TO BE DONE
Render the material below as a JSON list of strings, with one string for each line and no entries for blank lines.

-- start STORED DATA --

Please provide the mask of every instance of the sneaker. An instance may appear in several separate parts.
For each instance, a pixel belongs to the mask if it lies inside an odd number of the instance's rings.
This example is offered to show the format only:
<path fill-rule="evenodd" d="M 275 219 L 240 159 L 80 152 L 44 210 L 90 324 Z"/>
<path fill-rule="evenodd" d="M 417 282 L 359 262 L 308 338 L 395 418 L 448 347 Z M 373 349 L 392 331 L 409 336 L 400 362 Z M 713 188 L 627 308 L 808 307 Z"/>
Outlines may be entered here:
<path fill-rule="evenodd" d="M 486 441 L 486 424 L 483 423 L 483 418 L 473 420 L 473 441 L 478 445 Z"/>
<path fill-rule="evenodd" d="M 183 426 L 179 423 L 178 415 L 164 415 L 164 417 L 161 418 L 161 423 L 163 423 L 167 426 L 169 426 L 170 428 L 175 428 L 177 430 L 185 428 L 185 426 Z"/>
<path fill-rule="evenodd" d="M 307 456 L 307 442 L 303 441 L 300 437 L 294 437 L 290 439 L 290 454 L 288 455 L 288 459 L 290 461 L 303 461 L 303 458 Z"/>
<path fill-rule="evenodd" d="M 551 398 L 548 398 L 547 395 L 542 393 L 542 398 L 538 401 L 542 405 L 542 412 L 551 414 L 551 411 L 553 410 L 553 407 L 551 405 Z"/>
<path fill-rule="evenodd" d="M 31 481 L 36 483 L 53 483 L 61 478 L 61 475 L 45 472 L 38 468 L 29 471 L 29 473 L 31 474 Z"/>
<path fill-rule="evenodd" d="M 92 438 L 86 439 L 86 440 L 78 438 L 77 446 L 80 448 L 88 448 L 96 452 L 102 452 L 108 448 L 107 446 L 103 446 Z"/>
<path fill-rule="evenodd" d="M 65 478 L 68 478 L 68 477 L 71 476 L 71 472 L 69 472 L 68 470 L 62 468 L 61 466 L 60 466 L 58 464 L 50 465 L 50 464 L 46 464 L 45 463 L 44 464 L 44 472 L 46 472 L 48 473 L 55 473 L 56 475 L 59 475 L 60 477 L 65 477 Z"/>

-- end STORED DATA --

SOLUTION
[
  "Please provide the mask of every instance of the sneaker. An instance may appear in several separate parts.",
  "For each instance, a pixel belongs to the mask if it lies inside an odd number of the instance's rings.",
  "This example is offered to show the format only:",
  "<path fill-rule=\"evenodd\" d=\"M 275 219 L 240 159 L 80 152 L 44 210 L 90 324 Z\"/>",
  "<path fill-rule=\"evenodd\" d=\"M 417 282 L 359 262 L 308 338 L 395 418 L 448 347 Z M 373 349 L 392 331 L 409 336 L 400 362 Z M 713 188 L 627 308 L 808 307 Z\"/>",
  "Outlines may be entered here:",
  "<path fill-rule=\"evenodd\" d=\"M 486 441 L 486 424 L 483 423 L 483 418 L 473 420 L 473 441 L 478 445 Z\"/>",
  "<path fill-rule=\"evenodd\" d=\"M 183 426 L 179 423 L 178 415 L 164 415 L 164 417 L 161 418 L 161 423 L 163 423 L 167 426 L 169 426 L 170 428 L 175 428 L 177 430 L 185 428 L 185 426 Z\"/>",
  "<path fill-rule=\"evenodd\" d=\"M 307 456 L 307 442 L 303 441 L 300 437 L 294 437 L 290 439 L 290 454 L 288 455 L 288 459 L 290 461 L 303 461 L 303 458 Z\"/>",
  "<path fill-rule=\"evenodd\" d=\"M 551 398 L 548 398 L 547 395 L 542 393 L 542 398 L 538 401 L 542 405 L 542 412 L 551 414 L 551 411 L 553 410 L 553 407 L 551 405 Z\"/>",
  "<path fill-rule=\"evenodd\" d=\"M 31 481 L 36 483 L 53 483 L 61 478 L 61 475 L 45 472 L 38 468 L 29 471 L 29 473 L 31 474 Z\"/>",
  "<path fill-rule=\"evenodd\" d=\"M 92 438 L 86 439 L 86 440 L 78 438 L 77 446 L 80 448 L 88 448 L 96 452 L 102 452 L 108 448 L 107 446 L 103 446 Z\"/>",
  "<path fill-rule=\"evenodd\" d=\"M 65 478 L 68 478 L 68 477 L 71 476 L 71 472 L 69 472 L 68 470 L 62 468 L 61 466 L 60 466 L 58 464 L 50 465 L 50 464 L 46 464 L 45 463 L 44 464 L 44 472 L 46 472 L 48 473 L 55 473 L 56 475 L 59 475 L 60 477 L 65 477 Z\"/>"
]